OPDRACHT. Haal elke regel met het woord "rose" uit de onderstaande gegevens.

AANGELEVERDE GEGEVENS.
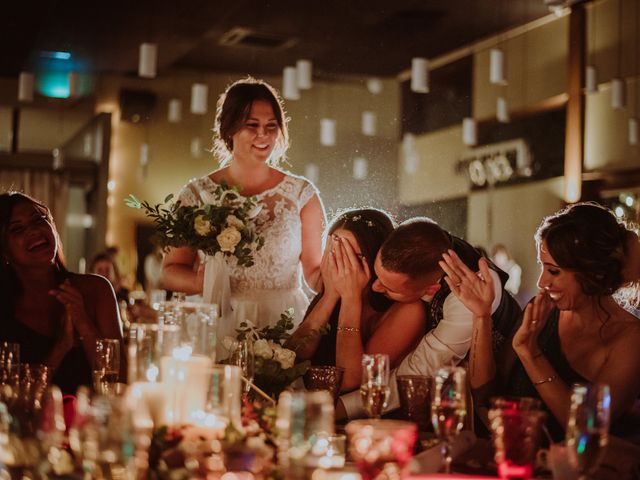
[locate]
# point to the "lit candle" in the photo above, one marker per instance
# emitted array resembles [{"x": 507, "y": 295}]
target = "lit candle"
[{"x": 186, "y": 380}]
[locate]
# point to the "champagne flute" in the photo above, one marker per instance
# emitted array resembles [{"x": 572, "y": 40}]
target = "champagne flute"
[
  {"x": 587, "y": 433},
  {"x": 448, "y": 408},
  {"x": 374, "y": 389},
  {"x": 107, "y": 365},
  {"x": 242, "y": 356}
]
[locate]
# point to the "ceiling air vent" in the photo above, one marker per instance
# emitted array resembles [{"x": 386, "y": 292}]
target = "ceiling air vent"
[{"x": 245, "y": 37}]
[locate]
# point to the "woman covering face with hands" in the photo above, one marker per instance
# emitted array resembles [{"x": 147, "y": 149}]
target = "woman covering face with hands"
[
  {"x": 55, "y": 315},
  {"x": 574, "y": 330},
  {"x": 359, "y": 320}
]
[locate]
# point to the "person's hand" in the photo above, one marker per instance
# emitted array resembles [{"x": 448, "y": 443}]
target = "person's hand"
[
  {"x": 328, "y": 270},
  {"x": 353, "y": 273},
  {"x": 75, "y": 311},
  {"x": 525, "y": 340},
  {"x": 475, "y": 290}
]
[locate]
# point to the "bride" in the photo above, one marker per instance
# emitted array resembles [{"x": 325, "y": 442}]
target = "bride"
[{"x": 251, "y": 138}]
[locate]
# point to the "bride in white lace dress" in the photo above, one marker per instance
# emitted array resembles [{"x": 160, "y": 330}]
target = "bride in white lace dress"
[{"x": 251, "y": 138}]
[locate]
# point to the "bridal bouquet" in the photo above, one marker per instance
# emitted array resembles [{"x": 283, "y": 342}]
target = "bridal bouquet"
[
  {"x": 225, "y": 222},
  {"x": 275, "y": 366}
]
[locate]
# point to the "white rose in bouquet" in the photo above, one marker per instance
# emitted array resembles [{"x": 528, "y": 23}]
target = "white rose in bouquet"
[
  {"x": 209, "y": 198},
  {"x": 261, "y": 348},
  {"x": 234, "y": 221},
  {"x": 285, "y": 357},
  {"x": 228, "y": 239},
  {"x": 202, "y": 226}
]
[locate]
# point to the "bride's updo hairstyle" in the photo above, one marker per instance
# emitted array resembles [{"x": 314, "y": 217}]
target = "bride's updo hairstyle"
[
  {"x": 233, "y": 108},
  {"x": 588, "y": 240}
]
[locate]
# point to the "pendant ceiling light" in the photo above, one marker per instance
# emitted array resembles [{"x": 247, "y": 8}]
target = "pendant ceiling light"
[
  {"x": 369, "y": 123},
  {"x": 199, "y": 98},
  {"x": 617, "y": 94},
  {"x": 304, "y": 73},
  {"x": 469, "y": 131},
  {"x": 25, "y": 87},
  {"x": 327, "y": 132},
  {"x": 374, "y": 85},
  {"x": 290, "y": 83},
  {"x": 74, "y": 84},
  {"x": 174, "y": 112},
  {"x": 497, "y": 67},
  {"x": 591, "y": 79},
  {"x": 148, "y": 60},
  {"x": 502, "y": 110},
  {"x": 419, "y": 75},
  {"x": 633, "y": 131}
]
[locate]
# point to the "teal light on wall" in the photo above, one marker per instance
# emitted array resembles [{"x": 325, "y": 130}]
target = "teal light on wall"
[{"x": 52, "y": 77}]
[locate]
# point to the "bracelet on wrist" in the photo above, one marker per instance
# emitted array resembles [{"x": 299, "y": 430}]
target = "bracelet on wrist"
[
  {"x": 546, "y": 380},
  {"x": 348, "y": 329}
]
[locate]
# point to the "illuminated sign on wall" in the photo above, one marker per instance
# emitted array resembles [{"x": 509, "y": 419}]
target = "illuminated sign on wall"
[{"x": 496, "y": 163}]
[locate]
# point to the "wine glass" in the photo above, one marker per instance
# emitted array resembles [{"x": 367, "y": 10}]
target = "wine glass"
[
  {"x": 588, "y": 427},
  {"x": 107, "y": 365},
  {"x": 448, "y": 408},
  {"x": 374, "y": 389},
  {"x": 242, "y": 356}
]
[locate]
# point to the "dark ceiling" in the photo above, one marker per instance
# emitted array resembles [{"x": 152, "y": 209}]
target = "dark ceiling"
[{"x": 370, "y": 37}]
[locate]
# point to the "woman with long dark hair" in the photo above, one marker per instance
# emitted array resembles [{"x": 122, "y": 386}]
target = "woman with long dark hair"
[{"x": 55, "y": 315}]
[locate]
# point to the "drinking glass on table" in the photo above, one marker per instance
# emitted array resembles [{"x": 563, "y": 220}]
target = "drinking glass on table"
[
  {"x": 448, "y": 408},
  {"x": 374, "y": 389},
  {"x": 587, "y": 433},
  {"x": 242, "y": 356},
  {"x": 107, "y": 365}
]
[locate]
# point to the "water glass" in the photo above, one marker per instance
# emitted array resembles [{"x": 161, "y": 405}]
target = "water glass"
[
  {"x": 516, "y": 439},
  {"x": 374, "y": 389},
  {"x": 304, "y": 424},
  {"x": 587, "y": 433},
  {"x": 324, "y": 377},
  {"x": 448, "y": 408},
  {"x": 381, "y": 448},
  {"x": 241, "y": 355},
  {"x": 106, "y": 370},
  {"x": 413, "y": 391},
  {"x": 9, "y": 363}
]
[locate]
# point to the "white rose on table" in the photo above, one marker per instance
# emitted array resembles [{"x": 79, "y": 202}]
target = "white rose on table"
[
  {"x": 285, "y": 357},
  {"x": 262, "y": 349},
  {"x": 202, "y": 226},
  {"x": 209, "y": 198},
  {"x": 228, "y": 239},
  {"x": 234, "y": 221}
]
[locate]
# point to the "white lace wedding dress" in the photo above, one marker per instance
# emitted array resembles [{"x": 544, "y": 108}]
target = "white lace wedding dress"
[{"x": 273, "y": 283}]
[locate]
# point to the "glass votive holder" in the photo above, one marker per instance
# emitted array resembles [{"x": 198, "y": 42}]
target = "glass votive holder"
[
  {"x": 324, "y": 377},
  {"x": 516, "y": 438},
  {"x": 415, "y": 400},
  {"x": 378, "y": 446},
  {"x": 335, "y": 453}
]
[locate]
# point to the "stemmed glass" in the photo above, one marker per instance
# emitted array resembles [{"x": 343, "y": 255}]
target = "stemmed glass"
[
  {"x": 448, "y": 408},
  {"x": 242, "y": 356},
  {"x": 107, "y": 365},
  {"x": 588, "y": 427},
  {"x": 374, "y": 389}
]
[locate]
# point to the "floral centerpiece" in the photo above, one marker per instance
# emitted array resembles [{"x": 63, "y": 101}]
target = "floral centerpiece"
[
  {"x": 224, "y": 223},
  {"x": 275, "y": 366}
]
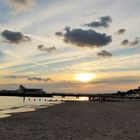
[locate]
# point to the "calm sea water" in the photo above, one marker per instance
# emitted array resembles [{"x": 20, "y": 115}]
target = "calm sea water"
[{"x": 9, "y": 105}]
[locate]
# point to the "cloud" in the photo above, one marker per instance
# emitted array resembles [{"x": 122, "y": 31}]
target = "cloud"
[
  {"x": 21, "y": 5},
  {"x": 29, "y": 78},
  {"x": 103, "y": 22},
  {"x": 59, "y": 34},
  {"x": 14, "y": 37},
  {"x": 15, "y": 77},
  {"x": 86, "y": 38},
  {"x": 135, "y": 42},
  {"x": 45, "y": 49},
  {"x": 121, "y": 31},
  {"x": 126, "y": 42},
  {"x": 39, "y": 79},
  {"x": 104, "y": 54}
]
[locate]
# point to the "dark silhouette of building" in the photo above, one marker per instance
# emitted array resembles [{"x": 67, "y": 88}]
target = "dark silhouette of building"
[{"x": 33, "y": 91}]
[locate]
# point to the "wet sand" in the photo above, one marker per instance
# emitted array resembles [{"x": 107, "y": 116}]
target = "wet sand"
[{"x": 75, "y": 121}]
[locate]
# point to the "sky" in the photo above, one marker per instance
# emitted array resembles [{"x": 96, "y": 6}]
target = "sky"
[{"x": 47, "y": 44}]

UITGEWERKTE OPDRACHT.
# point to the "white rose in bouquet" in the photo above, one marker per instance
target = "white rose in bouquet"
# point to the "white rose on table" in the photo above, one marker per instance
target = "white rose on table"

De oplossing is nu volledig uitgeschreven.